EXERCISE DIRECTIONS
Quote every entry below word for word, leaving out the pictures.

[Position identification records]
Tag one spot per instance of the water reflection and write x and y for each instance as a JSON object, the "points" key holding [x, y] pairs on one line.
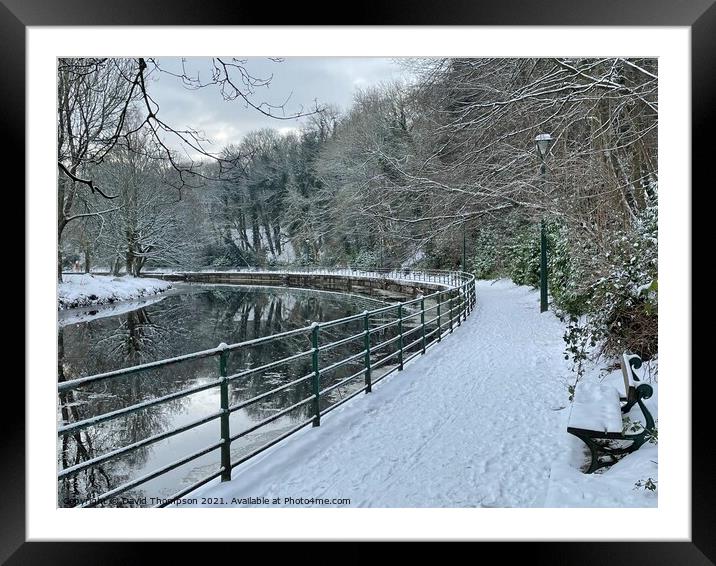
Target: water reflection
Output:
{"points": [[200, 317]]}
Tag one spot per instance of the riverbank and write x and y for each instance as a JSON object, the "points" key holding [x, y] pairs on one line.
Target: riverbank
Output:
{"points": [[81, 290], [477, 422]]}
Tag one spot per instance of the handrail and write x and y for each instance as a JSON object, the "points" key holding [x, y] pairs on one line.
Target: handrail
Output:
{"points": [[454, 302]]}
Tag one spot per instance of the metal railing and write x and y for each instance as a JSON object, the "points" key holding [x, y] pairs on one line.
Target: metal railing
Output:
{"points": [[426, 324]]}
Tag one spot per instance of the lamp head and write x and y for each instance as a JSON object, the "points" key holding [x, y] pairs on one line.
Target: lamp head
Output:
{"points": [[543, 143]]}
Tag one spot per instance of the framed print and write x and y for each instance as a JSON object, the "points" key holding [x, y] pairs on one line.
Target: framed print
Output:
{"points": [[443, 224]]}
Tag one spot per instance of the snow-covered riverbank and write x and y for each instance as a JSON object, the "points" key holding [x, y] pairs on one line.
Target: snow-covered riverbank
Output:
{"points": [[80, 290], [479, 421]]}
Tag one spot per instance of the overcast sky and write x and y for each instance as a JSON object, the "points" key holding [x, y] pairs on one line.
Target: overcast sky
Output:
{"points": [[301, 80]]}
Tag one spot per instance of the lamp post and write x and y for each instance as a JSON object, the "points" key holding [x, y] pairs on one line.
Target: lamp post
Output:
{"points": [[464, 246], [543, 143]]}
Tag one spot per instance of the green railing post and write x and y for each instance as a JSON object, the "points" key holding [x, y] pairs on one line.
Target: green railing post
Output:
{"points": [[440, 330], [459, 311], [400, 336], [450, 306], [316, 376], [366, 345], [422, 321], [225, 430]]}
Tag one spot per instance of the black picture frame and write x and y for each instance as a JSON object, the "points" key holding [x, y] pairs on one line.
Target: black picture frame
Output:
{"points": [[699, 15]]}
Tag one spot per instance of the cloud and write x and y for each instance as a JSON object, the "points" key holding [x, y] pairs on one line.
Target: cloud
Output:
{"points": [[297, 82]]}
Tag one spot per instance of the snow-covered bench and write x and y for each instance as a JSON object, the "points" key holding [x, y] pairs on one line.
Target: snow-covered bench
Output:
{"points": [[597, 411]]}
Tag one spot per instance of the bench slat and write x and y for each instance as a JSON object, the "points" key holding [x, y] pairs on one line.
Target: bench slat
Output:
{"points": [[596, 407]]}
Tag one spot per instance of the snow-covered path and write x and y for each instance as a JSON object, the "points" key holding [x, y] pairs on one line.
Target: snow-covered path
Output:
{"points": [[473, 423]]}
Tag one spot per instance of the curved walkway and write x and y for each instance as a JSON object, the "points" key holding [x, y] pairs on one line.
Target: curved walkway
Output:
{"points": [[473, 423]]}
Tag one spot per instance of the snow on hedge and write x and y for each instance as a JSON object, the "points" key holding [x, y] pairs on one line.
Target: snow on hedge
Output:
{"points": [[86, 289]]}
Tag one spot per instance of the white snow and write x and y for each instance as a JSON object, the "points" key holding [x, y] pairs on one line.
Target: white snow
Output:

ANSWER TO THE EXERCISE
Tag one spot per instance of the water reflection and write x and y for each instance as a JSON object, the "points" key holding [x, y] pairs on one line.
Target: water reflection
Output:
{"points": [[200, 317]]}
Tag one spot per instance of the riverbank and write x and y for each instance as a JSON object, the "points" key holding [x, y] pairs on one line.
Target: riverbank
Output:
{"points": [[81, 290], [477, 422]]}
Tag one spot per instance of the handrail and write x and y for each instance as a JSON object, the "points" key holding [x, y] pairs on one line.
Target: handrail
Output:
{"points": [[454, 302]]}
Tag one spot per instance of the metal railing and write x and y for each instance as a JSON object, the "points" key holding [x, y] pairs on one line.
Target: metal railing
Output:
{"points": [[426, 324]]}
Tag one spot per instance of the lamp head and write x and y for each instance as a JSON object, the "points" key holding [x, y] pairs on one line.
Target: lamp head
Output:
{"points": [[543, 143]]}
Tag one spot per instance of the framed print and write x and y for each instance as a JSON object, the "points" key holding [x, y] pairs on one line.
Target: framed print
Output:
{"points": [[443, 224]]}
Tag one spot per instance of the snow-covered riverbank and write x and y for each instance as a JSON object, the "points" key holding [x, y] pairs on one line.
Target: snow-covered riverbank
Output:
{"points": [[80, 290], [479, 421]]}
Tag one spot per instance of the overcast sky and write x and y for each instance as a JSON object, the "points" key holding [x, y] pairs on one line.
Target: overcast sky
Output:
{"points": [[301, 80]]}
Tag one spot per instance of the lamp post and write x and y for each instance as a JSON object, the "points" key holding [x, y] pairs on one line.
Target: lamp post
Output:
{"points": [[464, 246], [543, 143]]}
Tag one spot per instance of the green railing post and write x and y for each instance as a JSON object, the "points" key holding [x, y] pairs on one line.
Target: green railing post
Output:
{"points": [[440, 330], [459, 311], [400, 336], [450, 306], [316, 376], [366, 345], [422, 321], [225, 430]]}
Tag one spot per instance of the black picture frame and write x and y for each instance as a JSON object, the "points" key holding [x, y] pairs on one line.
Target: black picture frame
Output:
{"points": [[699, 15]]}
Tag one spot per instance of the cloud and write x and y for each instance as a JSON object, the "points" key holding [x, y] pairs on one line.
Target: cloud
Output:
{"points": [[297, 82]]}
Tag one spot per instance of the snow-covered bench and write x and y for each instance as a JSON object, the "points" key holding [x, y] pairs on one line.
Target: snow-covered bench
Output:
{"points": [[597, 411]]}
Tag one spot per instance of the bench slat and write x and y for each instance as a JSON object, the "points" key holding [x, y] pairs on one line.
Target: bench slat
Output:
{"points": [[596, 407]]}
Tag one spot per instance of the snow-covered path and write x and y for each instance as a JSON object, the "points" key holding [x, y] pairs on one line.
Target: snow-covered path
Output:
{"points": [[473, 423]]}
Tag one spot per instance of the curved walkway and write x and y for each instance as a JSON object, the "points" key holding [x, y] pairs on one line.
Target: curved walkway
Output:
{"points": [[473, 423]]}
Tag one spot per instance of the snow on hedge and write x and y for each instance as a JSON object, the "points" key holding [x, y] pairs on one line.
Target: snow on hedge
Output:
{"points": [[86, 289]]}
Tag one spot per instance of the white snow and write x and y for each instance as a JSON object, the "points" key holding [x, y] pairs on one line.
Target: white snow
Output:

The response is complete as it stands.